_Exercise description_.
Filter the lines below and copy each one that contains the string "blazer", matching its case exactly.

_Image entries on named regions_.

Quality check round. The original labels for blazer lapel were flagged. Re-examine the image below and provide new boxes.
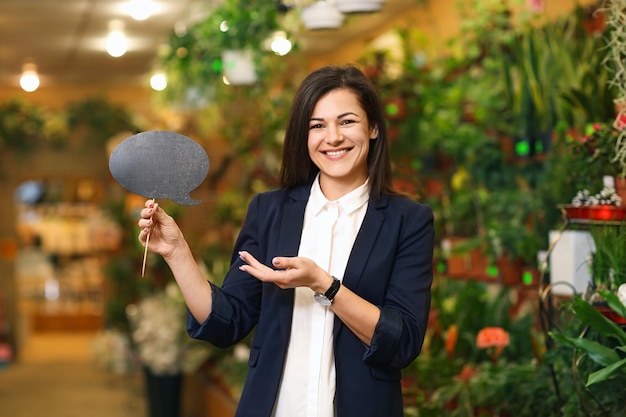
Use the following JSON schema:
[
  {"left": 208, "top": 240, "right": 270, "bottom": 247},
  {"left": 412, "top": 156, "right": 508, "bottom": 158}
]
[
  {"left": 277, "top": 186, "right": 310, "bottom": 341},
  {"left": 333, "top": 196, "right": 388, "bottom": 337}
]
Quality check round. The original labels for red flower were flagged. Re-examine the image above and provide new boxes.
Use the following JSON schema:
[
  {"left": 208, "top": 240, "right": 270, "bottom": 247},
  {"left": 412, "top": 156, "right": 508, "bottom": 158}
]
[
  {"left": 455, "top": 365, "right": 476, "bottom": 384},
  {"left": 445, "top": 324, "right": 459, "bottom": 359},
  {"left": 476, "top": 327, "right": 509, "bottom": 363},
  {"left": 476, "top": 327, "right": 509, "bottom": 349}
]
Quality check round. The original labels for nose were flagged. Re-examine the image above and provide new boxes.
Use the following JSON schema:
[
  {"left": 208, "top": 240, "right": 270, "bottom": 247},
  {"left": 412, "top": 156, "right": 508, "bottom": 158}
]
[{"left": 326, "top": 125, "right": 344, "bottom": 146}]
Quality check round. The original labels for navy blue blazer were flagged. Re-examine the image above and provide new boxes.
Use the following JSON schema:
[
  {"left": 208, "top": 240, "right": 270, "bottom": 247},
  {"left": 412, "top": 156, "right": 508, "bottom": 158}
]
[{"left": 188, "top": 186, "right": 434, "bottom": 417}]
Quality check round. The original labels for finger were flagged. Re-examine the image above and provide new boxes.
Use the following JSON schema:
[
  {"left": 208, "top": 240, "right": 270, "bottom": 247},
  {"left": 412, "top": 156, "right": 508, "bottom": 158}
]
[
  {"left": 234, "top": 251, "right": 269, "bottom": 269},
  {"left": 272, "top": 256, "right": 298, "bottom": 269}
]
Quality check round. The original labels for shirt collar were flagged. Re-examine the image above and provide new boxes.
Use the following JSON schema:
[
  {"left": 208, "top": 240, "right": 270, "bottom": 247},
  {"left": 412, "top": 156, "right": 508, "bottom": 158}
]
[{"left": 308, "top": 173, "right": 370, "bottom": 215}]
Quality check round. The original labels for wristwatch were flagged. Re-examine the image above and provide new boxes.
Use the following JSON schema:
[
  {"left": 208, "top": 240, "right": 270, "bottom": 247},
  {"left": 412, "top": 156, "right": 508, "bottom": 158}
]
[{"left": 313, "top": 277, "right": 341, "bottom": 307}]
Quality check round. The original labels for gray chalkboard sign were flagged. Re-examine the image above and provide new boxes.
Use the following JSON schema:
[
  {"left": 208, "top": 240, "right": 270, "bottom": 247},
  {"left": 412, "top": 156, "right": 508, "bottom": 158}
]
[{"left": 109, "top": 130, "right": 209, "bottom": 206}]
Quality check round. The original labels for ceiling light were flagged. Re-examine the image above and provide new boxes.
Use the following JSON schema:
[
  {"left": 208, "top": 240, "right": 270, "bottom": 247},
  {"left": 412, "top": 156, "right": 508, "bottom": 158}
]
[
  {"left": 106, "top": 20, "right": 128, "bottom": 58},
  {"left": 270, "top": 30, "right": 291, "bottom": 56},
  {"left": 150, "top": 72, "right": 167, "bottom": 91},
  {"left": 128, "top": 0, "right": 154, "bottom": 20},
  {"left": 300, "top": 1, "right": 344, "bottom": 30},
  {"left": 20, "top": 64, "right": 39, "bottom": 93},
  {"left": 335, "top": 0, "right": 384, "bottom": 13}
]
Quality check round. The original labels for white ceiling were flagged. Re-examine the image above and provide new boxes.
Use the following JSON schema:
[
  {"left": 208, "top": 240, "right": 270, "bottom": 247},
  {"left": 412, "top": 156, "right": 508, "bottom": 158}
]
[{"left": 0, "top": 0, "right": 416, "bottom": 87}]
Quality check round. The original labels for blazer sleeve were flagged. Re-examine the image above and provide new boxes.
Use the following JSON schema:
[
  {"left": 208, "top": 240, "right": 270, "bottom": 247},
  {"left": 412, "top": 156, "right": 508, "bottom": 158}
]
[
  {"left": 363, "top": 204, "right": 435, "bottom": 368},
  {"left": 187, "top": 195, "right": 263, "bottom": 347}
]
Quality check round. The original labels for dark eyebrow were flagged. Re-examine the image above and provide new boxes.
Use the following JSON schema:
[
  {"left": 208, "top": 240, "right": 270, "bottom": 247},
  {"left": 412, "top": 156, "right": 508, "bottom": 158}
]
[{"left": 310, "top": 112, "right": 361, "bottom": 122}]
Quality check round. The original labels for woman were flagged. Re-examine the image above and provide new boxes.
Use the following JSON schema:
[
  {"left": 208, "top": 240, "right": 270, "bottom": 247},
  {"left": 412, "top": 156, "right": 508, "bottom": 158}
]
[{"left": 138, "top": 66, "right": 434, "bottom": 417}]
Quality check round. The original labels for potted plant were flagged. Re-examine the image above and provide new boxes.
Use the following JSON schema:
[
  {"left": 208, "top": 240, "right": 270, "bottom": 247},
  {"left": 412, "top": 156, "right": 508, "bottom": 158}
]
[
  {"left": 550, "top": 291, "right": 626, "bottom": 415},
  {"left": 590, "top": 223, "right": 626, "bottom": 293}
]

_Exercise output_.
Quality check round. The original labels for blazer lapel were flagged. Re-examine the image below and provide new boxes.
Quality check round. The original labels for navy blue blazer were flagged. Re-examine the image above and provide new boxes.
Quality check round. The original labels for blazer sleeve were flagged. Re-examine the image above and provide new boxes.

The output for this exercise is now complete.